Stored data ▸
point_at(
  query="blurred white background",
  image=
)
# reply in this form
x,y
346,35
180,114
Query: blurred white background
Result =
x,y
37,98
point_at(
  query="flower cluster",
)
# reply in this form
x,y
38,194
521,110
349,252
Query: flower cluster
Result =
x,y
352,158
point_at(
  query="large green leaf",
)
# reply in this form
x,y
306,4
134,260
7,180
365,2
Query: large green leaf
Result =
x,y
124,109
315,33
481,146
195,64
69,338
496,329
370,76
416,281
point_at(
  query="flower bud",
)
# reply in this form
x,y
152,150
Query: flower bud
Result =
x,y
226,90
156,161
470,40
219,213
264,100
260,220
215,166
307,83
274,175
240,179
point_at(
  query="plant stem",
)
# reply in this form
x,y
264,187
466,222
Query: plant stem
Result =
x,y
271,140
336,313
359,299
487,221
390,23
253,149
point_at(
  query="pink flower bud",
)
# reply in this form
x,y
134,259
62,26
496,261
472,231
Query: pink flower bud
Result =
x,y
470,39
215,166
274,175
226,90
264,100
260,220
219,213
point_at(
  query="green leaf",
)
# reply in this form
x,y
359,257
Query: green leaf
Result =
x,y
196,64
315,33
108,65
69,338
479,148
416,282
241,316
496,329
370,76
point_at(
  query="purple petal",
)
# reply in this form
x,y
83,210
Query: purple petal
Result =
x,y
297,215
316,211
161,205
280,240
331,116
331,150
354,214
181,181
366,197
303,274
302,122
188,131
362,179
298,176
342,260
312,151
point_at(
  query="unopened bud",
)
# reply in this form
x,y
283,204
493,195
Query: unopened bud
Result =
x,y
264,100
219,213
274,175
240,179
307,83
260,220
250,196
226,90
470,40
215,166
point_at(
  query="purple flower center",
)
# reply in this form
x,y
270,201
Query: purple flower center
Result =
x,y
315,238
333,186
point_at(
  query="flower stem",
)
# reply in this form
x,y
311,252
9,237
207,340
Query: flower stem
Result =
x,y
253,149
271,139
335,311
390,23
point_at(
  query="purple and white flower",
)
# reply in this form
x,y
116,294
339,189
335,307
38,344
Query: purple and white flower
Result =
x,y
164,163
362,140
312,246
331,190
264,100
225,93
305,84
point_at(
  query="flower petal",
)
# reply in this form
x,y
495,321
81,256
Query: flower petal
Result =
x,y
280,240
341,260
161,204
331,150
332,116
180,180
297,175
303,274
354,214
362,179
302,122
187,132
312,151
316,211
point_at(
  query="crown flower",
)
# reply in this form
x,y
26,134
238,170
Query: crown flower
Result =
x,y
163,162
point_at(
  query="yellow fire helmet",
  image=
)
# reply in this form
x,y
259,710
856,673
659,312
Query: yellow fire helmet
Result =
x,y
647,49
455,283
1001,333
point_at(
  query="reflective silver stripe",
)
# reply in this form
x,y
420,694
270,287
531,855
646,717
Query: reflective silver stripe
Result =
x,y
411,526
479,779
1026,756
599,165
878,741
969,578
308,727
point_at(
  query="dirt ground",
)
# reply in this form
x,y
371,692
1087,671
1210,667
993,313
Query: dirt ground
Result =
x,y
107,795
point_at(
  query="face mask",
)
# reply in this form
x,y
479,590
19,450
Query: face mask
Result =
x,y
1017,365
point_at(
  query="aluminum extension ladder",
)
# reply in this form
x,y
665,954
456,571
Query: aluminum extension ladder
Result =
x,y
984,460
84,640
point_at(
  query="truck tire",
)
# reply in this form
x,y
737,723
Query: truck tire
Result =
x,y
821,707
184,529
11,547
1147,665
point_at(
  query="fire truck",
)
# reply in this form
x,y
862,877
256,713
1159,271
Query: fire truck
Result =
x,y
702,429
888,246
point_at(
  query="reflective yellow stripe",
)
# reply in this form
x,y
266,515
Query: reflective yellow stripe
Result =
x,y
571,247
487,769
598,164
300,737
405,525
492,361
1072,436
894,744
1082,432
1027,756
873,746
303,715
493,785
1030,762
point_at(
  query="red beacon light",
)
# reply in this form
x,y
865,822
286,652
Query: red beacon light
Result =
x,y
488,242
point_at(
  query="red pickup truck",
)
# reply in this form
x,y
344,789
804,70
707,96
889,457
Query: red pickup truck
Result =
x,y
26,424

How to complete this task ▸ Out of the entries, pull every line that mentions "center".

Solution ▸
  query="purple flower center",
Query: purple flower center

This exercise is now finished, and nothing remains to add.